__ФРАГМЕНТ ТЕКСТА__:
•••
Bahia Stage. В первый же день, 1 августа,  мы были оглушены концертом питерских НОМ. Они выступали на специальной сцене для СТРАННОЙ музыки. И выступили гениально, морозом по коже: «…укоризненно лежат…десять мертвых мед-ве-жаааат!!!» Тоже совершено дикая музыка, но в иной плоскости, когда на сцене мрачные психи в спортивных штанах, когда на венгров смотришь свысока, потому что они не понимают слов. После концерта мы могли разве что валяться на еще не очень вытоптанной травице и орать какие-то дворовые песни. Кажется, ЛЕПРИКОНСОВ. Или ЛЯПИСОВ… Мы даже не смогли доползти до спасительного эмбиент-островка и заснули в палатках на каких-то ползучих корнях – они оказывались то под головой, то под почкой, то норовили обвить ноги…

Центр острова.  Все хорошие концерты посетить не получалось, потому что все происходило убийственно одновременно. Положим, вы с треском в сердце идете посмотреть на какой-нибудь MOONSPELL или NIGHTWISH. А на «главном бульваре» учат  раскрашивать глиняные горшочки. А совсем рядом вы можете посадить в венгерскую землю бумажный цветок, вырезав его по своему образу и подобию и написав на нем свое «миру–мир». А на бутафорской стене каждый пишет про то, что для него важнее всего в жизни (“Ground Beneath Your Feet”  – написала я). А знаменитые венгерские художники раскрашивают собачьи домики – потом их продадут на аукционе в пользу бездомных собачек. Тут же народ катапультируется в небо или прыгает с высоты в пространство, доверив свою безумную жизнь бездушной резинке на ногах. А еще тут можно играть в «Скользкий футбол» или «Самого летучего Бэтмена». А рядом – сцена караоке, где четверо стеклянноглазых растамана пробуют вытянуть «Богемскую рапсодию», превращая ее в «Растафарианскую бармахлюндию». Всюду что-то происходит – с ума сойти можно!!! «Нееееет, MOONSPELL” и “NIGHTWISH» я дома в магнитофоне послушаю!» – решаете вы и идете сдавать бутылки из-под «пепси», чтобы получить право поиграть в этот душевный футбол. Или мчитесь проходить психо-тест, чтобы в вас распознали долгожданного психопата.
•••
__НАБОР ДАННЫХ__:
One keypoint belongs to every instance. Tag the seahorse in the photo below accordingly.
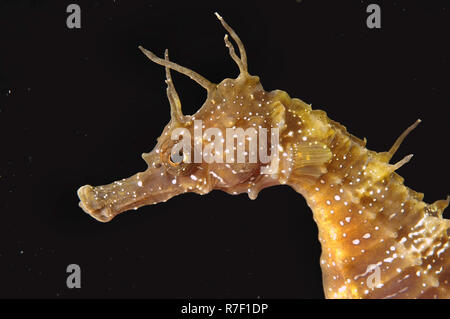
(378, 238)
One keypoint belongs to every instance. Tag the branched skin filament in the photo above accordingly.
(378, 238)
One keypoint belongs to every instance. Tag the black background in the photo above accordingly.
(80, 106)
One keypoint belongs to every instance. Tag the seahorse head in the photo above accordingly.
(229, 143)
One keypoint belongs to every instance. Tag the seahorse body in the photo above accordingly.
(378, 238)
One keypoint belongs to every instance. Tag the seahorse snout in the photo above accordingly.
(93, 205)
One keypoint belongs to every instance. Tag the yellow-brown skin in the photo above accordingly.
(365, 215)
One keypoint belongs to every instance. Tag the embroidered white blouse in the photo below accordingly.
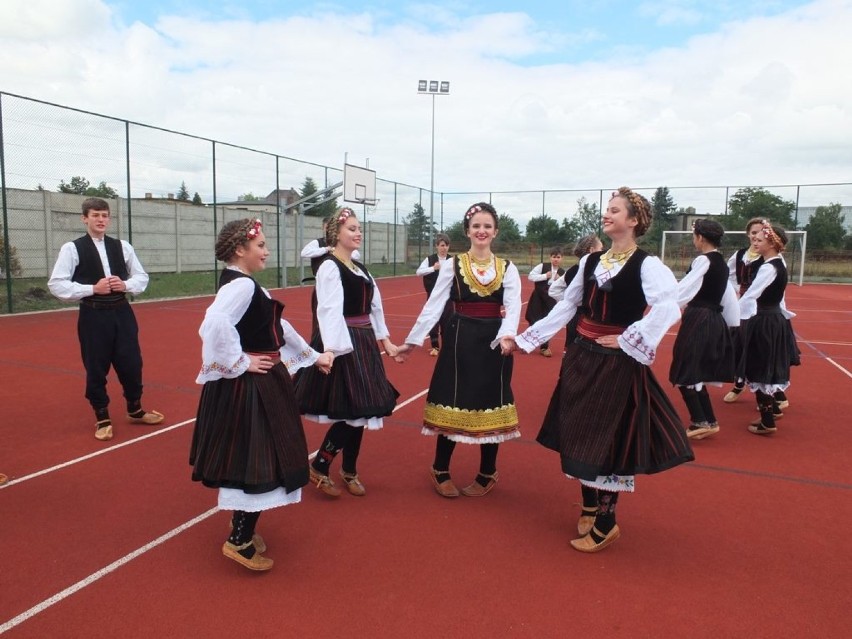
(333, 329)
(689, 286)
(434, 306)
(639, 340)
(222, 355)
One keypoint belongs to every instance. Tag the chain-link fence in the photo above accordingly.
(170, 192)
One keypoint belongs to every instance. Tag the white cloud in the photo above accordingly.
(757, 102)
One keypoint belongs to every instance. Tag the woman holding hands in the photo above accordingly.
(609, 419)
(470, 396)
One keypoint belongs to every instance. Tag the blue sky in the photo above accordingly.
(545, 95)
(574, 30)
•••
__ЧТО СДЕЛАТЬ__:
A) Перепишите записи на участке от строки, содержащей «One keypoint belongs to every instance. Tag the black», до конца записей включительно, заменив «photo» на «image» и не меняя больше ничего. Изображения в ответ не включайте.
B) Напишите продолжение рассказа о фестивале, начав сразу после его последнего предложения.

__ПОЛУЧЕННЫЕ ОТВЕТЫ__:
A)
One keypoint belongs to every instance. Tag the black background in the image above accordingly.
(80, 106)
One keypoint belongs to every instance. Tag the seahorse head in the image above accordingly.
(229, 143)
One keypoint belongs to every instance. Tag the seahorse body in the image above accordingly.
(378, 238)
One keypoint belongs to every instance. Tag the seahorse snout in the image above accordingly.
(93, 205)
One keypoint belongs to every instance. Tag the yellow-brown skin in the image above accordingly.
(365, 215)
One keypoint belongs to every instance. Tag the embroidered white blouse in the image below accordingly.
(333, 329)
(689, 286)
(434, 306)
(639, 340)
(222, 355)
One keypoint belongs to every instance. Tag the chain-link fence in the image above accordingly.
(170, 192)
One keypoint belongs to every instance. Tag the white cloud in the image above accordingly.
(757, 102)
One keypoint belongs to every instance. Tag the woman holding hands in the image above accordingly.
(609, 419)
(470, 396)
One keypoint belongs to every instance. Tag the blue sky in the image above accordingly.
(545, 95)
(574, 30)

B)
Вход на остров. Белое безмолвие и многоярусная пыль, застилающая глаза. Каждый день мы гуляли по городу, ближе к вечеру протискиваясь через красочно-тряпичную толпу, чтобы успеть к началу концертов. Мы часто вспоминали двух венгров, которые, в числе многих, сидели перед входом на мост и пробовали собственной музыкой насобирать семь долларов на однодневный билетик. У этой саксофонно-гитарной парочки на табличке было написано не надоевшее: «Не могем попасть на остров» или «Хочем увидеть HIM!”, а убийственное «I wish I could fly” («Я бы хотел уметь летать»).  Я тут же выщипнула из крыла несколько перьев и положила их в чехол из-под контрабаса, стараясь не встречаться с ним (чехлом) взглядом.

African VillageЗа тридцать долларов там валяли «дрэды», за более мелкие деньги – торговали ныне прибыльной наркоманско-марихуанной символикой, которая начала неописуемо раздражать, как и цвета растаманского флага пополам с растиражированной кляксой Че Гевары. Растафарианство превращают в очередной подростковый баббл-гам: одуревшие от «сканка» тины покупают все, на чем изображены сказочные листики. И то, что именно там настоящие пречерные гвинейцы на диком винегрете английского и французского рассказывали нам про сущность рэгги, было скорей исключением. Потому что в «рэгги-день» на сцене витала какая-то насквозь подростковая группа белых студентов, играющая что-то с приседанием на слабую долю. Это было до боли неправильное рэгги. Для наркоманов, наверное.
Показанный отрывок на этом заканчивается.